Cleon (; , ; died 422 BC) was an Athenian general during the Peloponnesian War. He was the first prominent representative of the commercial class in Athenian politics, although he was an aristocrat himself. He strongly advocated for an offensive war strategy and is remembered for being ruthless in carrying out his policies. He was often depicted in a negative way, predominantly by Thucydides and the comedic playwright Aristophanes, who both represent him as an unscrupulous, warmongering demagogue.

Cleon was the son of Cleaenetus.

Public service

Opposition to Pericles
Cleon came to notice as an opponent of Pericles in the late 430s BC through his opposition to Pericles' strategy of refusing battle against the Peloponnesian League invaders in 431 BC.  As a result, he found himself acting in concert with the Athenian aristocratic parties, who stood against the "leaders of the demos", which included Isagoras, Miltiades, Thucydides, Nicias, Theramenes, and Pericles. During 430 BC, after the unsuccessful expedition by Pericles to the Peloponnesus, and when the city was devastated by the plague, Cleon headed the opposition to Pericles' rule. At this time, Pericles was accused by Cleon of maladministration of public money, with the result of Pericles being found guilty and removed from office. However, Pericles' setback was temporary and he was soon reinstated.

Rise in popularity
The death of Pericles from the plague in 429 BC left the field clear for new leadership in Athens. Hitherto Cleon had only been a vigorous opposition speaker, a trenchant critic and accuser of state officials, but he  came forward as the professed champion and leader of the democracy and rapidly came to dominate Athenian politics.  Although rough and unpolished, he was charismatic, with natural eloquence and a powerful voice, and he knew how to work upon the emotions of the Athenian populace. He strengthened his support amongst the poorer citizens by increasing the pay for jury work, which provided a livelihood for many of the poorer Athenians.

The fondness of the Athenians for litigation increased his power; and the practice of "sycophancy" (raking up material for false charges) enabled him to remove those who were likely to endanger his ascendancy. In 426 BC, Cleon brought an unsuccessful prosecution against Laches based on his generalship in the unsuccessful first Sicilian expedition.  This is one of the very few times that an Athenian general escaped civil punishment for a defeat. Having no further use for his former aristocratic associates, he broke off all connection with them, and thus felt at liberty to attack the secret combinations for political purposes, the oligarchical clubs to which they mostly belonged. He was elected one of the ten strategos for 424–423 BC. Whether he also introduced a property-tax for military purposes, and even held a high position connected with the treasury, is uncertain.

War against Sparta, subsequent death
Cleon's ruling principles were an inveterate hatred of the nobility, and an equal hatred of Sparta. It was mainly through him that the opportunity of concluding an honourable peace (in 425 BC) was lost, and in his determination to see Sparta defeated, often spoke of dazzling future benefits. He insisted upon Athenian security via strategic possession of territories rather than by Spartan goodwill.

=== Direction 1 ===
Reproduce the portion of the Cleon article that opens with the words containing "Cleon was the" and closes with "was soon reinstated.", substituting "mismanagement" for "maladministration" throughout.
=== Direction 2 ===
Extend the Cleon article with further prose, beginning immediately after its final sentence.
The material after this point is separate from the Cleon article.

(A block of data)
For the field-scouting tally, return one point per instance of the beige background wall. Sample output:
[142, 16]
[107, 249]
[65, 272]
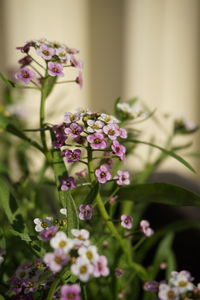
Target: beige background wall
[148, 48]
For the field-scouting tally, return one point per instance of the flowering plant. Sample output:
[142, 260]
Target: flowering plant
[81, 234]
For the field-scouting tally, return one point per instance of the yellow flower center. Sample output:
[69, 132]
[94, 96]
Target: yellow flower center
[62, 244]
[89, 255]
[83, 269]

=== Task response 1 ===
Cleon was the son of Cleaenetus.

Public service

Opposition to Pericles
Cleon came to notice as an opponent of Pericles in the late 430s BC through his opposition to Pericles' strategy of refusing battle against the Peloponnesian League invaders in 431 BC.  As a result, he found himself acting in concert with the Athenian aristocratic parties, who stood against the "leaders of the demos", which included Isagoras, Miltiades, Thucydides, Nicias, Theramenes, and Pericles. During 430 BC, after the unsuccessful expedition by Pericles to the Peloponnesus, and when the city was devastated by the plague, Cleon headed the opposition to Pericles' rule. At this time, Pericles was accused by Cleon of mismanagement of public money, with the result of Pericles being found guilty and removed from office. However, Pericles' setback was temporary and he was soon reinstated.

=== Task response 2 ===
In 427 BC, Cleon urged his Athenian countrymen to put to death the whole adult male population of Mytilene, which had put itself at the head of a revolt. His proposal, though at first accepted, was soon rescinded due to a protracted rebuttal by Diodotus. Nonetheless approximately one thousand chief leaders and prominent men of Mytilene were executed. In 425 BC, Cleon reached the summit of his fame by capturing and transporting to Athens the Spartans who had been blockaded at the Battle of Sphacteria. Much of the credit was probably due to the military skill of his colleague Demosthenes (not the orator); but it was due to Cleon's determination that the Ecclesia sent out the additional force that was needed.

It was almost certainly due to Cleon that the tribute of the "allies" was doubled in 425 BC. He was not reelected as strategos for 423–22 BC after his strategy suffered a setback when Sparta invaded Amphipolis. In 422 BC he was sent to recapture Amphipolis. This development came with the resurgence of Athenian aggressive policy toward Sparta after the revolt of Scione, an Athenian allied city. During his campaign, however, Cleon was outmaneuvered by the Spartan general Brasidas. He was killed by a peltast when his army was routed at the Battle of Amphipolis. Brasidas also died at Amphipolis and their deaths removed the chief obstacle to peace. Thus, in 421 BC the peace of Nicias was signed.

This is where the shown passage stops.